**Text segment:**
———

The Boulevard Lefebvre is a boulevard in the Saint-Lambert quarter in the 15th arrondissement of Paris, France. It is one of the Boulevards of the Marshals, which run in the outer parts of the city.

Location 
The former buildings of the Central Civil Engineering Laboratory stand on the southern side of the boulevard. Across the boulevard, on the northern side, there is a group of buildings, one of whom collapsed during its construction in January 1964, killing at least 20 people and injuring at least 18. This accident was known as the .

The Exhibitions Center and the Dôme de Paris stand along the boulevard.

Boulevard Lefebvre was accessible through the Petite Ceinture bus line. Now it can be reached through the tramway Line 3a.

History 
The French war department had completed the Thiers wallincluding fortifications, a dry moat, a Rue Militaire and a large bermaround 1840. In 1859, the military engineering service gave conditional control to the Paris city council. The expansion of the land area of Paris in 1860, by annexing bordering communities, created a situation where everything within the Thiers wall was Paris and everything without was not. The Thiers wall, with its accompanying berm and moat, led to a profound disruption and complication of the synergistic relationship between Paris and its suburbs. Paris city council started upgrading and conversion of some sections of the Rue Militaire into boulevards in 1861, with the (yet unnamed) Boulevard Lefebvre one of the first stretches to open.

———

**Direction 1:** List every year mentioned in the Boulevard Lefebvre text above.
**Direction 2:** Translate this sentence from the Boulevard Lefebvre text into Spanish: "The Exhibitions Center and the Dôme de Paris stand along the boulevard."
**Direction 3:** Output the part of the Boulevard Lefebvre text that begins at the words "The Boulevard Lefebvre" and stops after the words "of the city.", with no changes.

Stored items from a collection

———

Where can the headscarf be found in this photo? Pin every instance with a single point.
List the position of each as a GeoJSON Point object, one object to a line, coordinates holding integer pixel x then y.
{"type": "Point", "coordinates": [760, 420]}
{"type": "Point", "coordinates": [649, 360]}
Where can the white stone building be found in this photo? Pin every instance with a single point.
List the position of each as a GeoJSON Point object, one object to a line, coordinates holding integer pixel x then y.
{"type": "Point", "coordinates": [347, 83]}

———

**Full response 1:** 1964, 1840, 1859, 1860, 1861

**Full response 2:** El Centro de Exposiciones y el Dôme de Paris se encuentran a lo largo del bulevar.

**Full response 3:**
The Boulevard Lefebvre is a boulevard in the Saint-Lambert quarter in the 15th arrondissement of Paris, France. It is one of the Boulevards of the Marshals, which run in the outer parts of the city.